### ФРАГМЕНТ
И в то же время у этой медали имелась страшная оборотная сторона. Издавна считался бесспорным факт, что братья Баташевы были не только «вторыми Демидовыми», но и, собирательно, «второй Салтычихой». Этим особенно прославился Андрей Родионович, старший брат владельца московских хором, описанный Мельниковым-Печерским в романе «На горах». На своих владениях он будто бы устроил подпольную чеканку фальшивых денег, и за счет угождений власти не имел страха ни перед чем, истязая рабочих, убивая неугодных и всячески подражая Демидовым. Ему ничего не стоило столкнуть чиновника, приехавшего с ревизией, в доменную печь, или замуровать три сотни рабочих в подземелье, когда от Павла I были прислана комиссия для проверки сведений о чеканке фальшивых монет. Ходила легенда, как однажды к Баташевым в дом приехал чиновник с расследованием, когда слухи о злодеяниях дошли до высоких лиц: его провели в неубранную комнатку, где на столе лежали фрукты в вазе, конверт с деньгами и записка: «Фрукты съешь, деньги возьми и убирайся, пока жив».
Иногда этот случай приписывают Ивану Родионовичу, хозяину московского дома, и, говорят, будто бы даже он произошел в стенах дворца на Яузской, хотя инцидент был намного раньше его построения. Об этом брате остались крайне противоречивые сведения, тем более что в его доме были обнаружены какие-то подозрительные, мрачные подземелья и потайные ходы к Яузе. Одни историки считают Ивана Родионовича копией старшего брата, тоже ничем не брезговавшим, другие – его противоположностью. Отзывы о нем, дошедшие из глубины веков, свидетельствуют, что был Иван Родионович хотя и «не без хитрости», но человеком скромным, честным и добрым, ведь недаром же, когда он умер, рабочие его заводов поставили ему на свои деньги надгробный памятник с надписью «Отцу-благодетелю от детей-подданных». (Интересно, что на Выксунских заводах у него работали Горностаевы, из рода которых вышел архитектор Ф. Горностаев, построивший знаменитую колокольню Рогожского кладбища. По легенде, она была благочестиво ниже Ивана Великого на один кирпич, а на самом деле – на один метр.)
Так или иначе, получив дворянство, Баташевы стали заводить свои дома в столицах, поближе к власти и правительственным заказам. Иван Родионович обосновался в Москве, и дом на Яузе построил его крепостной архитектор Кисельников – тот же самый, что строил и баташевское родовое гнездо на Выксе, или его родственник. Однако для такого владельца требовался не только соответствующий дом, но и соответствующий архитектор – именитым заказчикам подобали именитые мастера. И считается, что крепостной Кисельников лишь строил по проекту, составленному каким-то прославленным зодчим. Иногда его автором сенсационно называют Василия Баженова, тоже строившего для Баташевых в их немосковских владениях, иногда – французского мастера Шарля де Вальи, которому приписывают и дворец Шереметевых в усадьбе Кусково, но чаще всего им считают Родиона Казакова, ученика и однофамильца знаменитого Матвея Казакова. Родион Казаков тоже был известен старой Москве: он построил церковь святой Варвары в Китай-городе, храм Мартина Исповедника на Таганке, Влахернскую церковь в усадьбе Кузьминки, деревянный Пречистенский дворец для Екатерины II, звонницу для Спаса-Андроникова монастыря (взорванную большевиками) и вообще был очень престижным мастером. Вероятно, он и исполнил проект баташевского дворца на Яузе в стиле превосходного классицизма, а крепостной Кисельников воплощал замысел в жизнь.

### ЗАДАЧА
Продолжите фрагмент о братьях Баташевых и их доме на Яузе, начав сразу после последнего предложения.

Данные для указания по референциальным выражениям
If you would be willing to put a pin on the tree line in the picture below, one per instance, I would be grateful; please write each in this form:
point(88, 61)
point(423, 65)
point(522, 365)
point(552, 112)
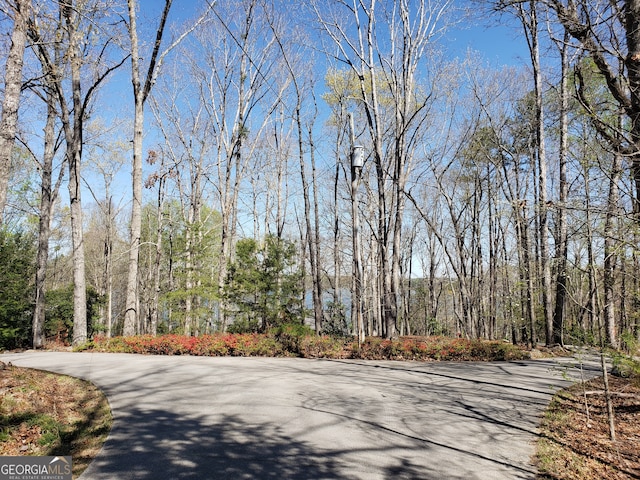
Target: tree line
point(495, 202)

### ОТВЕТ
Иван Баташев начал строить усадьбу в 1799 году – в том же году, когда скончался его брат Андрей. Старинный историк утверждал, что Иван построил дом в Москве на кровавые капиталы старшего брата, но все же он вел строительство на собственные средства и с истинно фамильным размахом, скупив участок в шесть переулков – это было одно из самых больших частных владений в старой Москве. Есть версия, что уже тогда Баташев намеревался подарить его любимой внучке, и Таганная улица украсилась памятником «сказочным по архитектуре и красоте», который не обходил и не обходит вниманием ни один путеводитель. По старой московской традиции главный дом стоит в глубине двора, дерзко – вопреки петровскому указу о красных линиях, – но со вкусом и достоинством: на линию вынесены флигели с оградой (которую сравнивают лишь с решеткой Летнего сада в Петербурге) и воротами, украшенными чугунными львами баташевского литья. Исследователи подметили удивительную деталь: одни маски и фигуры изображены с типично русскими лицами, а другие наделены обликом римских патрициев. Оказывается, Баташевы устроили на своих заводах художественную школу, дабы иметь своих художников, и посылали талантливых учеников доучиваться в Италию.
Осталось непонятным, была ли в усадьбе домовая церковь, ведь для больничного храма в конце XIX века строили новое отдельное здание. Известно, что Баташев очень опекал соседний Симеоновский храм, в приходе которого находился его дом, и участвовал в перестройке, завершившейся в трагическом 1812 году. Возможно, что священники из этой церкви совершали богослужения в доме Баташева, что нередко случалось в богатых дворянских домах. Изучена была усадьба и на предмет потайных ходов, дабы определить истинный характер хозяина. Игнатий Стеллецкий, археолог, искавший библиотеку Ивана Грозного, обследовал этот дом после революции. Обнаружились каземат с двумя скелетами, один из которых был прикован к стене, а также многочисленные ниши в стенах, являвшиеся, по мнению Стеллецкого, каменными мешками. Однако имеются объяснения и на сей счет: если хозяин действительно отличался добротой, то это могли быть узники времен нашествия Наполеона. А остальное – еще одна тайна истории.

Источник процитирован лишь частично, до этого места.